## begin DATA TO PROCESS
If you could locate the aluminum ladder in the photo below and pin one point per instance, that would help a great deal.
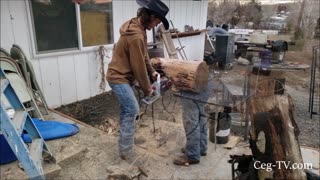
(29, 155)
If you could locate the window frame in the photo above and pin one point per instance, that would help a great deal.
(80, 48)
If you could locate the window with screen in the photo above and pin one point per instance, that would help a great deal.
(55, 25)
(96, 22)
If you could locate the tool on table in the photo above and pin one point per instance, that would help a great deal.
(183, 56)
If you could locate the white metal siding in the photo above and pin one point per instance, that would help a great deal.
(74, 77)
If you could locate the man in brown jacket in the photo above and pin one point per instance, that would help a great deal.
(131, 62)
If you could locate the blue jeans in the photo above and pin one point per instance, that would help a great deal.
(196, 129)
(129, 110)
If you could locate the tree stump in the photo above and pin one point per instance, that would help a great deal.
(274, 137)
(185, 74)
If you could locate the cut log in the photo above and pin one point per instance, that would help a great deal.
(185, 74)
(274, 137)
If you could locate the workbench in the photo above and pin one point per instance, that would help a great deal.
(223, 93)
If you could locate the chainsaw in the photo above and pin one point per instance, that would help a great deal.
(160, 86)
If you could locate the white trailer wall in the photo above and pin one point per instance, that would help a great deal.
(72, 76)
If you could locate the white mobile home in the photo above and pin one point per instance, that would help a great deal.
(62, 39)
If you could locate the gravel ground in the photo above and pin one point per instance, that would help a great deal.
(309, 128)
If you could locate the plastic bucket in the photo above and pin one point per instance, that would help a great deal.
(6, 154)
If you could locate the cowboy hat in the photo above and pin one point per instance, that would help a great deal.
(158, 8)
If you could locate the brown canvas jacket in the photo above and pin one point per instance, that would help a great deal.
(130, 60)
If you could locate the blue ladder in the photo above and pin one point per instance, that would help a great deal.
(29, 155)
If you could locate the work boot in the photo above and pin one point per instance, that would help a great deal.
(184, 161)
(132, 158)
(183, 150)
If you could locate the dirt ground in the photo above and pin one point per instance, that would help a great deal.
(102, 111)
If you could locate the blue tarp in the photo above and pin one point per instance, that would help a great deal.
(49, 130)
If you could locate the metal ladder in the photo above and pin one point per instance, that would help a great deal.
(29, 155)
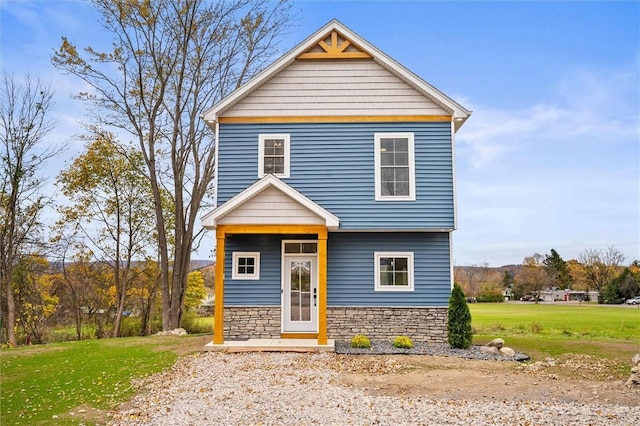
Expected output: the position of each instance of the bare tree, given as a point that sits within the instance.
(172, 59)
(600, 267)
(25, 108)
(472, 277)
(109, 208)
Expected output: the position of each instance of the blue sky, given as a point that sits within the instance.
(550, 157)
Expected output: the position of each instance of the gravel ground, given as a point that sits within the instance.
(299, 389)
(436, 349)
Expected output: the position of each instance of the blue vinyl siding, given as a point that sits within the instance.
(350, 276)
(350, 269)
(262, 292)
(333, 164)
## end DATA TO PROCESS
WRITTEN TASK:
The records above are to be restated exactly, without their pictures.

TASK OUTPUT:
If you could locate the aluminum ladder in the photo below and pin one point per instance, that would help a great deal.
(29, 155)
If you could locate the window frame in the photo above and pin one point per instance, that would help a great deal.
(80, 48)
If you could locate the window with screen in the photo above and pin one point per instance, that would help a great deal.
(55, 25)
(96, 22)
If you could locate the tool on table in the photo above and pin one point per instance, that would help a great deal.
(183, 56)
If you could locate the white metal siding in the photo above and pin one point per instance, that would help a great deal.
(74, 77)
If you could locate the man in brown jacket in the photo above and pin one point per instance, that would help a great deal.
(131, 62)
If you could locate the blue jeans in the photo above and pin one point per instance, that would help a great deal.
(196, 129)
(129, 110)
If you could locate the tree stump in the photo above and pin one point per instance, that would help a great deal.
(274, 137)
(185, 74)
If you could locate the cut log in the photo above and pin one point per instance, that would help a great deal.
(185, 74)
(274, 137)
If you could locate the workbench in the photo above and pin one point per instance, that would help a great deal.
(223, 93)
If you could locate the chainsaw in the photo above and pin one point per instance, that would help a great deal.
(160, 86)
If you could locate the white trailer wall in the photo above and pin one point per instance, that would help a great deal.
(72, 76)
If you could locate the white mobile home in the photo above and pin one point per instance, that would help a great deal.
(62, 39)
If you could locate the gravel ground in the photo above and pin one point per instance, that would help a great deal.
(309, 128)
If you could locate the plastic bucket in the photo above and pin one point per instance, that would help a great deal.
(6, 154)
If you could locate the cowboy hat in the photo above and pin one point per instance, that would help a great deal.
(158, 8)
If you could locate the brown canvas jacket in the photo above and pin one point per instance, that would help a great deal.
(130, 60)
If you could locate the blue ladder in the photo above and pin one point per instance, that would help a great deal.
(29, 155)
If you could locate the work boot in the photo above and pin one point per instance, that would help a great deal.
(184, 161)
(132, 158)
(183, 150)
If you could locate the dirt ground in the photo above and pin one point per instance, that would help a great deal.
(102, 111)
If you could locate the blue tarp in the photo above and pin one point per instance, that would help a great deal.
(49, 130)
If you could locate the metal ladder in the photo above and pin one point per instance, that would help a great deal.
(29, 155)
Expected output: the position of each instance of the bare tree, given as a point that sits within the instance.
(172, 59)
(600, 267)
(25, 108)
(472, 277)
(109, 208)
Expected output: the position of each instance of the blue sky, given as a point that sits within the instance.
(550, 157)
Expected output: the position of each instance of the gravel ground, given as a point that sits within the instance.
(299, 389)
(436, 349)
Expected output: the position of each instance of the blue vinyl siding, given as a point that sits within the instance.
(350, 276)
(350, 269)
(262, 292)
(333, 164)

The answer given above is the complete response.